(Excerpted passage):
Here's a link to information from the Canadian Pediatric Society on circumcision:

http://www.caringforkids.cps.ca/babies/Circumcision.htm

The rates in Canada vary from Province to Province, but overall, the rate is ~17%, not 50/50 as previously stated. Here are some links on Canadian stats:

http://www.courtchallenge.com/refs/yr99p-e.html
http://www.cirp.org/library/statistics/Canada/

Here is an extremely telling memo from the Registrar of the College of Physicians and Surgeons of Saskatchewan to its members. It's a must read to understand the current Canadian medical thinking on this issue:

http://www.intact.ca/saskmemo.html

Hope this helps!

Cindy

Lindsey (96/02/26)
Jason (00/06/08)


----------



## A&A (Apr 5, 2004)

You've gotten a lot of good information so far. You can also read _What Your Doctor May Not Tell You About Circumcision_ by Dr. Paul Fleiss.

Also, you may want to read through this (long) thread of mothers who regret circumcising their sons:

http://www.mothering.com/discussions...d.php?t=112410

It does take a paradigm shift to go from "yes, I'll circumcise" to "no way in **** would I ever circumcise!" But once you make that shift, you can't believe you ever considered it in the first place.

PS. Both my pediatrician and Obstetrician (at the time I had my son) told me that there are NO medical reasons to circ. But, both of them offered to circumcise my son, anyway. Go figure. Must be the $$$$. (I told them both NO!!!!!)


----------



## lizzie (Dec 5, 2001)

I can't add much if anything after all the pp's, but I'm just glad you're here with an open mind...

I was pg with my ds when I found out how pointless circ'ing is. I am SO happy I found out in time to save my little man from that useless pain.

(Material provided):
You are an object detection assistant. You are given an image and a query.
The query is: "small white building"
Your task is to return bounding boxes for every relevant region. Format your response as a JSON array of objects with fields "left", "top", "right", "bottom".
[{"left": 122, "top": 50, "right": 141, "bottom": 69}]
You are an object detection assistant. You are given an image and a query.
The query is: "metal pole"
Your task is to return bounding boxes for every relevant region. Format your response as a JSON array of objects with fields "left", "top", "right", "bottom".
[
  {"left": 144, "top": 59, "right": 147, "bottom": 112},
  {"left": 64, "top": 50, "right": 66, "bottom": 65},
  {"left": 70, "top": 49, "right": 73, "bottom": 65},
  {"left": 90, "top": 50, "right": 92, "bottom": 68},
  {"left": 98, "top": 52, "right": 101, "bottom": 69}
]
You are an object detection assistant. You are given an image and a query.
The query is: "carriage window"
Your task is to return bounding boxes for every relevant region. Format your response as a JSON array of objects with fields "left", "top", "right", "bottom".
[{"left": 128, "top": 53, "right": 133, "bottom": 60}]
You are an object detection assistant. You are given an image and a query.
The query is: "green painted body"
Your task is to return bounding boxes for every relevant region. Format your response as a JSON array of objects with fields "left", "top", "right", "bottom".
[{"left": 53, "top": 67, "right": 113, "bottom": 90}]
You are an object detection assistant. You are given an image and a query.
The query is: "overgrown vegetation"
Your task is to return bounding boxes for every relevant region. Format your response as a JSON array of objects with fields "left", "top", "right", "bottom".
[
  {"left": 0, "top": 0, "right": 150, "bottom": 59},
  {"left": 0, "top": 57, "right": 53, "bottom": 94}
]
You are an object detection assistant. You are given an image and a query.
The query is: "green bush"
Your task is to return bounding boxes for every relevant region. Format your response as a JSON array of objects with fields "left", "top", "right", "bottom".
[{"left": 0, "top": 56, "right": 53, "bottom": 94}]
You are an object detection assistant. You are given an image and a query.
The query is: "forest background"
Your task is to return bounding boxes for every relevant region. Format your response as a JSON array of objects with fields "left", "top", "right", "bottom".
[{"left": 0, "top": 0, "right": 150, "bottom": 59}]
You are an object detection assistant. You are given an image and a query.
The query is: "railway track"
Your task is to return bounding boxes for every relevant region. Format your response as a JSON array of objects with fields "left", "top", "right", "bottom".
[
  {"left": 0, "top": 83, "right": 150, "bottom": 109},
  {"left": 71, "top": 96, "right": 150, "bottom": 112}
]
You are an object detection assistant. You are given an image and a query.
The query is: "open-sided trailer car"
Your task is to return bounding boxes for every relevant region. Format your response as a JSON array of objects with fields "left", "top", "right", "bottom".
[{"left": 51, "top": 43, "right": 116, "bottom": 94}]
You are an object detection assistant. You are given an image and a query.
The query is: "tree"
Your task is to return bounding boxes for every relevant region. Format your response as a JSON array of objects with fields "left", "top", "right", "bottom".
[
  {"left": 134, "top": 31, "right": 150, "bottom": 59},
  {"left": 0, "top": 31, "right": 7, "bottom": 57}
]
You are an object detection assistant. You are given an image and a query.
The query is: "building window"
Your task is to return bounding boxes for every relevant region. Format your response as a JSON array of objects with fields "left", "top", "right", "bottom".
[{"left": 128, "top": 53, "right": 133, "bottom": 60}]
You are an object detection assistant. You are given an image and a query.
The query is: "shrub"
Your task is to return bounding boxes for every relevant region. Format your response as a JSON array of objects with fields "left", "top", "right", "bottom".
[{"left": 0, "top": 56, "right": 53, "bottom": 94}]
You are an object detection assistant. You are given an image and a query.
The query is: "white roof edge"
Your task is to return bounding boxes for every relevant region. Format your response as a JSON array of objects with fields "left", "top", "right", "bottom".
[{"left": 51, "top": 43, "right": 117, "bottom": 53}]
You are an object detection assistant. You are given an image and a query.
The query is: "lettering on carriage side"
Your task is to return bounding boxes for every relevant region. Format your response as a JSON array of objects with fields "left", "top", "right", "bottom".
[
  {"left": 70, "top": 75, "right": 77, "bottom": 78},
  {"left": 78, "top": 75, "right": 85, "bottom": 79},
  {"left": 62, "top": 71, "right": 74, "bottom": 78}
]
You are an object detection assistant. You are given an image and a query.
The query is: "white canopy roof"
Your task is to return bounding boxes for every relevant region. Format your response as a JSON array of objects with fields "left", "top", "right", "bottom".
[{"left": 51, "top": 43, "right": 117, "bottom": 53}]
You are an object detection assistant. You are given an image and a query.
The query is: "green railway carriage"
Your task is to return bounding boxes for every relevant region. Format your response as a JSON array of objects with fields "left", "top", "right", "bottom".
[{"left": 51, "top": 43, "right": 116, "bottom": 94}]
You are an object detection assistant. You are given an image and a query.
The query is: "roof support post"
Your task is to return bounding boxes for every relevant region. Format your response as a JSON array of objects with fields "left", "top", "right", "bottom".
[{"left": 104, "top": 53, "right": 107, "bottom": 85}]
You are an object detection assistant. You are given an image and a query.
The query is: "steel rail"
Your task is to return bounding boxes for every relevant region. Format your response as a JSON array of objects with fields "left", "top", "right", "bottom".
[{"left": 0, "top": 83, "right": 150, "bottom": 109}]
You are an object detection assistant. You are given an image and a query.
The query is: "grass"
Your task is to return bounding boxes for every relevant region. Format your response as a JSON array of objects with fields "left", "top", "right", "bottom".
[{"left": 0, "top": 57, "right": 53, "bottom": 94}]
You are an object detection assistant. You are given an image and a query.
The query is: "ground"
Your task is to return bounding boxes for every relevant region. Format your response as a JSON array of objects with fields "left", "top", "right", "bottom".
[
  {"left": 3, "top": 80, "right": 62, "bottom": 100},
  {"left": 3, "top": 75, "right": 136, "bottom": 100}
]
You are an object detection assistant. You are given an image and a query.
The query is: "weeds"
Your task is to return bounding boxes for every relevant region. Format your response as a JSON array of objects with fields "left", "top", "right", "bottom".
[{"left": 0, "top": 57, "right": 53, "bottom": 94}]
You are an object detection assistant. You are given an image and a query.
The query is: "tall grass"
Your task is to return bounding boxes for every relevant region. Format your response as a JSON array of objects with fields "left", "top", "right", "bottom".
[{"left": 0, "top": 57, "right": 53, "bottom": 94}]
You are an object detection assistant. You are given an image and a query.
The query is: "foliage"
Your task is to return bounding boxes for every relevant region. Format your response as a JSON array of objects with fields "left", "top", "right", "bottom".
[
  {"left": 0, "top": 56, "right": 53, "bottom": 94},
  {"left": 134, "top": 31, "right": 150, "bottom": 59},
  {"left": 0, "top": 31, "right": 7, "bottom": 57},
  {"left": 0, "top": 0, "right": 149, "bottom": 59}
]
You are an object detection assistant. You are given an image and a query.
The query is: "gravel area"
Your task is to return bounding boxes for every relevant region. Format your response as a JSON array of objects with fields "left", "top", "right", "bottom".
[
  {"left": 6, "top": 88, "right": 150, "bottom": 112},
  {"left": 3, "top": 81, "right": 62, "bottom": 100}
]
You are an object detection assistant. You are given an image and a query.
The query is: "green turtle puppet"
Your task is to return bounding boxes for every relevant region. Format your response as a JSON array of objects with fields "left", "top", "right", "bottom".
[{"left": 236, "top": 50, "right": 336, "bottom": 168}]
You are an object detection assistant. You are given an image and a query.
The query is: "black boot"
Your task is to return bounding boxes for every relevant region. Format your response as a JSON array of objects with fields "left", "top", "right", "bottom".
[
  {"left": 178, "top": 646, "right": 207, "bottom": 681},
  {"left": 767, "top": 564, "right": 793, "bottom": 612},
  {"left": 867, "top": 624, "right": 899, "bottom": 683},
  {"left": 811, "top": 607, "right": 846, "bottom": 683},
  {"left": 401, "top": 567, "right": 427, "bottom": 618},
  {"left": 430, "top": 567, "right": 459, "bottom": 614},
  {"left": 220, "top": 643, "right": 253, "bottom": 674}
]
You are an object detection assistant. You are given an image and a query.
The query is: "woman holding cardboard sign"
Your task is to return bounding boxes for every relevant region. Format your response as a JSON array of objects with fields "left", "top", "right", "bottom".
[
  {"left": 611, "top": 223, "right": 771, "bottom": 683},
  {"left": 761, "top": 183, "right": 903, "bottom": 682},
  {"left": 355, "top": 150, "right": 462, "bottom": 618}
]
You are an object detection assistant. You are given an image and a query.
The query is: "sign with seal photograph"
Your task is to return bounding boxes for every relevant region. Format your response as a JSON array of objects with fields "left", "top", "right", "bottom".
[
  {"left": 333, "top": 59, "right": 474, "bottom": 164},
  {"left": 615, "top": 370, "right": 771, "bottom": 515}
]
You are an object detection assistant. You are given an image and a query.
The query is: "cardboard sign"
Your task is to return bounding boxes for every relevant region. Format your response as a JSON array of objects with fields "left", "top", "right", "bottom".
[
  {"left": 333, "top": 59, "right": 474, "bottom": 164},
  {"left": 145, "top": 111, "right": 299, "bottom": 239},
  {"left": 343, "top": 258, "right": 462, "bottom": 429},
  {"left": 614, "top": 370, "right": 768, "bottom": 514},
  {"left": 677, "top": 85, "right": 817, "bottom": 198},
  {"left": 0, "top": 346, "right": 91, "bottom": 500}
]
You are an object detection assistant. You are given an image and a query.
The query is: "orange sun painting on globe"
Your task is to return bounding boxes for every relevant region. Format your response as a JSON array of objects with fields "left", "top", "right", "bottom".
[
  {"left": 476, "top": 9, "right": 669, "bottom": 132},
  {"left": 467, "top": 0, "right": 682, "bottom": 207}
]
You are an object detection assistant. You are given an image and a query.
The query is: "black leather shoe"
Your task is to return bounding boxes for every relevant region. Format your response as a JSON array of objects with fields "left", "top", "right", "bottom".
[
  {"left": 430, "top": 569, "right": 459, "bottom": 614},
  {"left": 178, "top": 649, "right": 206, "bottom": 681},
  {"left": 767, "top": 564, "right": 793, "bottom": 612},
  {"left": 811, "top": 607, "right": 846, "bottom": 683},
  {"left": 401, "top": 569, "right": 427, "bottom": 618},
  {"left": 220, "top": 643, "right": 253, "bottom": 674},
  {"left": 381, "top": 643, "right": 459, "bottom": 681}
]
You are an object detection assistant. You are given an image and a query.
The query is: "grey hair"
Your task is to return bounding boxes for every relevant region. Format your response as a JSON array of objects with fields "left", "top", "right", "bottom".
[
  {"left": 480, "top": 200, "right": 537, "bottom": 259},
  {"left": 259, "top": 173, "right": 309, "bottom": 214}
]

(Problems to solve):
(1) Copy the circumcision forum thread word for word, from "Lindsey (96/02/26)" up to and including "Dr. Paul Fleiss.".
(2) Write what comes next in the circumcision forum thread, starting after its last sentence.

(Responses to the exercise):
(1)
Lindsey (96/02/26)
Jason (00/06/08)


----------



## A&A (Apr 5, 2004)

You've gotten a lot of good information so far. You can also read _What Your Doctor May Not Tell You About Circumcision_ by Dr. Paul Fleiss.

(2)
And, just in case a previous link doesn't mention it, circ'ing has also been linked to breastfeeding difficulties for the traumatized baby boys, if you're considering bf.

Way to advocate for your boy before you can even hold him in your arms!









lizzie


----------



## Mommiska (Jan 3, 2002)

Here is another link to a thread you might find interesting/helpful:

http://mothering.com/discussions/sho...42#post2667142

This is advice to a mom who doesn't want to circumcise, but her dh does - so she is asking for ways to approach the issue with him. Post #19, from e&r would be very relevant to your situation, though, since you are in Canada and the circ rate there is only 17%.

E&R is a teacher, and teaches small children. She gives her experiences of over-hearing conversations between small boys, some of whom are circed and some of whom aren't. Reading it made my heart break for those circed little boys.









Since you are in Canada, where the circ rate is even lower than in Washington state, this scenario could well be in your son's future.

Here is the link to the study showing that circumcision is not cost-effective medically:
http://www.prweb.com/prfiles/2004/1..._-_Van_Howe.pdf


----------



## Nathan1097 (Nov 20, 2001)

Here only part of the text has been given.